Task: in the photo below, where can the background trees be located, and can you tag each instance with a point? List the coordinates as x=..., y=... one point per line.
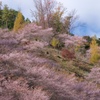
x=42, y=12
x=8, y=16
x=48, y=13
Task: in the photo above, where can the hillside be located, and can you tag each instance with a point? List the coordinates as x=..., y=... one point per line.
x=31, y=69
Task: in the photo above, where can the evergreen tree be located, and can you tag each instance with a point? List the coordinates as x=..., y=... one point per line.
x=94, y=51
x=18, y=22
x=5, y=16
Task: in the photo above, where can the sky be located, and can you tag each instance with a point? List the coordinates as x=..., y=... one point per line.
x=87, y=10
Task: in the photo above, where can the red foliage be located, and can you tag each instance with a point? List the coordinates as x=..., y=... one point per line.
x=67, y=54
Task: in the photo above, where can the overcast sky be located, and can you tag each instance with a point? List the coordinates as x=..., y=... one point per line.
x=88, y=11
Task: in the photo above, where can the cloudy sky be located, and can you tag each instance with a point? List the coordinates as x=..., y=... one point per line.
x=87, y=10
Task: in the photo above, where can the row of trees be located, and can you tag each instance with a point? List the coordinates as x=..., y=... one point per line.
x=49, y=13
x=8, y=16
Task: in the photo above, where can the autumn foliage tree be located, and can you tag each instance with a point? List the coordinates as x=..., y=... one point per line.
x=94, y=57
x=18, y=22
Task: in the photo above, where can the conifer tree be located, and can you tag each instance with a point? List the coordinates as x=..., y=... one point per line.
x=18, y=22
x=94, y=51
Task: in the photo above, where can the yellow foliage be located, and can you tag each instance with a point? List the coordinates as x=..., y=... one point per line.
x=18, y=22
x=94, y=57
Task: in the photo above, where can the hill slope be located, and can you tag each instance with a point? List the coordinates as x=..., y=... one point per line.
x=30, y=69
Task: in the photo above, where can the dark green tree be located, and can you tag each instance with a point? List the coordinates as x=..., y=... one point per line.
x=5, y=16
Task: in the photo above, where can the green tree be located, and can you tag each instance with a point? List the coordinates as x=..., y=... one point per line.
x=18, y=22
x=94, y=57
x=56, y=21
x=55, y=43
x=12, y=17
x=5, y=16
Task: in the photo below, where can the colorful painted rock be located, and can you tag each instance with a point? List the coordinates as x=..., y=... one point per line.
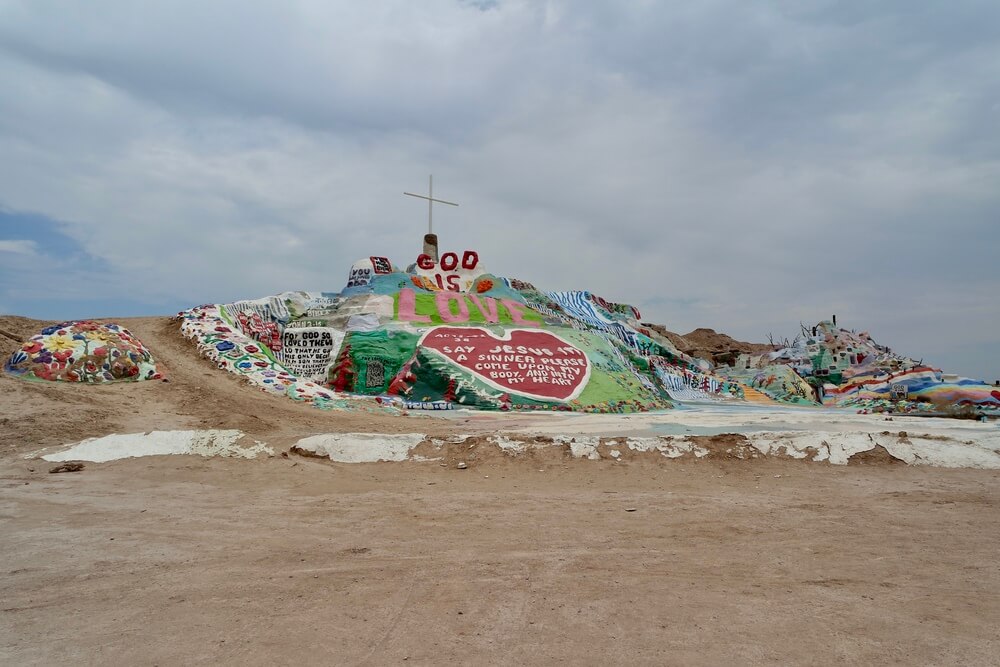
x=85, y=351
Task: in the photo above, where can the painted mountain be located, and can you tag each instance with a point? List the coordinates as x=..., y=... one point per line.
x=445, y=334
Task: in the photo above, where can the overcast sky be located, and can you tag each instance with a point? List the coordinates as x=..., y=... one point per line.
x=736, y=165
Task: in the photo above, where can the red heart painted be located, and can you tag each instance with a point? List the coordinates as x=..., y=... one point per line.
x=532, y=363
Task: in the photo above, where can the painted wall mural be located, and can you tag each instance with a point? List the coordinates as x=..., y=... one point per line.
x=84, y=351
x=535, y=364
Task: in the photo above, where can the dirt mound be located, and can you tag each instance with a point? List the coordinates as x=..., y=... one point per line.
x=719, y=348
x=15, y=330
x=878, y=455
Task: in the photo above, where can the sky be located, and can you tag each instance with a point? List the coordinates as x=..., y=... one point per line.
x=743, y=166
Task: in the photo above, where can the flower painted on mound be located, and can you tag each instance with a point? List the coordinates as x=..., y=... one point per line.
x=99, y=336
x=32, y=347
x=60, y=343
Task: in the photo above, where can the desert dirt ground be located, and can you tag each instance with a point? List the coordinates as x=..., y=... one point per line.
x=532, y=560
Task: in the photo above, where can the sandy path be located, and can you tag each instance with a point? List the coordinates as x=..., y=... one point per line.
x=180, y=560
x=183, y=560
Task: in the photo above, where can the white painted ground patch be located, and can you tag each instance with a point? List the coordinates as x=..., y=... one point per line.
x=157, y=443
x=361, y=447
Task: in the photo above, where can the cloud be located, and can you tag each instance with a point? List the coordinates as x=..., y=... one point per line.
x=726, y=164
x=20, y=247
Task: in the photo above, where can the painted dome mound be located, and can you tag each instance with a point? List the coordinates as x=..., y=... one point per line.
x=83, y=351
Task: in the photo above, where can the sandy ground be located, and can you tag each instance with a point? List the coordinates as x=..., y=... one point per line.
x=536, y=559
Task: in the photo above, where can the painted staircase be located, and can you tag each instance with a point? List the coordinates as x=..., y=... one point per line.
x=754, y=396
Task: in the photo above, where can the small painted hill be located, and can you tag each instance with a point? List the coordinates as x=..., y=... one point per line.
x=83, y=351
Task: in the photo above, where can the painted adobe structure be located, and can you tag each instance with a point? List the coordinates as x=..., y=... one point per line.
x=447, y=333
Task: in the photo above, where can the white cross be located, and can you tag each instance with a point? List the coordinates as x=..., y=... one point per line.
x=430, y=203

_Work instructions_:
Rewrite all of the records above, changing every "tag each instance" to "mark each instance" and leaving everything else unchanged. Omit the pictures from your answer.

_Output for this task_:
Task: in the photo below, where can the background trees be located, and can you mark each instance with a point? List the coordinates as x=..., y=... one point per line.
x=42, y=12
x=8, y=16
x=48, y=13
Task: in the photo above, where can the hillside be located, and can you mark each instance with a point? List the coordinates as x=..., y=... one point per line.
x=31, y=69
Task: in the photo above, where can the evergreen tree be located, and can you mark each instance with a point? List the coordinates as x=..., y=... one point per line.
x=94, y=51
x=18, y=22
x=5, y=16
Task: in the photo above, where can the sky be located, and can you mark each instance with a point? List the coordinates as x=..., y=... one point per line.
x=87, y=10
Task: in the photo above, where can the red foliage be located, and can you mark each instance with a point? List the coordinates as x=..., y=... one point per line.
x=67, y=54
Task: in the photo above, where can the overcast sky be located, and can you mark each instance with a point? List the coordinates as x=..., y=... one point per line.
x=88, y=11
Task: in the photo above, where can the cloudy sky be located, and can you mark each instance with a point? List the coordinates as x=..., y=... one point per line.
x=87, y=10
Task: in the photo above, where can the row of trees be located, and can you mark each instance with a point? List the coordinates as x=..., y=... one point per line.
x=49, y=13
x=8, y=16
Task: in the photo above, where can the autumn foliage tree be located, and can you mark each instance with a point? List the coordinates as x=..., y=... one point per line.
x=94, y=57
x=18, y=22
Task: in the photo above, where can the conifer tree be located, and can you mark each instance with a point? List the coordinates as x=..., y=... one point per line.
x=18, y=22
x=94, y=51
Task: in the photo above, where can the yellow foliage be located, and can you mark each instance with a point? List the coordinates as x=..., y=... one point per line.
x=18, y=22
x=94, y=57
Task: in the photo above, where can the hill slope be located, and can you mark each instance with a point? List the coordinates as x=..., y=... one point per line.
x=30, y=69
Task: in the photo above, where can the dark green tree be located, and can you mark each instance with a point? List the coordinates as x=..., y=... one point per line.
x=5, y=16
Task: in the photo above, where can the green tree be located, and can you mark each instance with a point? List the coordinates as x=..., y=... one point per line.
x=18, y=22
x=94, y=57
x=56, y=21
x=55, y=43
x=12, y=17
x=5, y=16
Task: in the photo below, where can the colorful painted rock be located, and can you mark each instance with a point? List the coordinates as x=..., y=... one point per line.
x=85, y=351
Task: in the photo above, where can the painted mountain be located, and can you mark each instance with a point? List the coordinates as x=..., y=... one point per line.
x=445, y=334
Task: in the photo above, where can the overcast sky be located, and can you mark each instance with a point? List the coordinates as x=..., y=... one point per line.
x=736, y=165
Task: in the photo above, where can the red heart painted be located, and can you mark each instance with a point? List the coordinates as x=..., y=... one point per line.
x=532, y=363
Task: in the photo above, where can the painted wall mural be located, and can you mark each instance with a point? List the coordinates as x=..., y=... one point per line.
x=84, y=351
x=535, y=364
Task: in the photo above, where can the dirt mound be located, and can you mark each instance with a point? List the coordinates as x=..., y=... one point per line.
x=719, y=348
x=15, y=330
x=878, y=455
Task: in the photo above, where can the sky be located, and can you mark each instance with a point? List the coordinates as x=..., y=... one point per line.
x=743, y=166
Task: in the photo above, where can the flower painted on mound be located, and can you mark each instance with a point? List the coordinates as x=..., y=... one point per line.
x=99, y=336
x=32, y=347
x=60, y=343
Task: in the photo above, where can the desert dirt ground be located, and can you mark each instance with a point? List the coordinates as x=..., y=... one point per line.
x=532, y=560
Task: in the photo above, where can the sandy path be located, and can you mark each instance with a point? List the coordinates as x=..., y=... one point per line.
x=180, y=560
x=183, y=560
Task: in the photo above, where can the white painted ground patch be located, and can you mark each instance with a point? List the coordinates as x=..., y=... one point per line.
x=157, y=443
x=361, y=447
Task: in the photo above, where can the cloud be located, and can you mark each instance with a point? List the coordinates as x=..., y=... one point per line.
x=726, y=164
x=20, y=247
Task: in the photo above, where can the painted dome mound be located, and can you mark each instance with a point? List the coordinates as x=..., y=... one point per line.
x=83, y=351
Task: in the photo above, where can the sandy ground be located, and can you mark each instance with a point? List the coordinates as x=..., y=... one point per line.
x=536, y=559
Task: in the photo above, where can the painted staircase be located, and can you mark each instance with a point? List the coordinates as x=..., y=... one point per line.
x=754, y=396
Task: in the photo above, where can the small painted hill be located, and can you mark each instance with a point? List the coordinates as x=..., y=... one point per line.
x=83, y=351
Task: in the photo above, where can the painted adobe structure be located, and can you mark each instance with a point? List the coordinates as x=..., y=... one point per line.
x=447, y=333
Task: in the photo above, where can the white cross be located, and can you mark each instance with a point? List the coordinates as x=..., y=... one point per line.
x=430, y=203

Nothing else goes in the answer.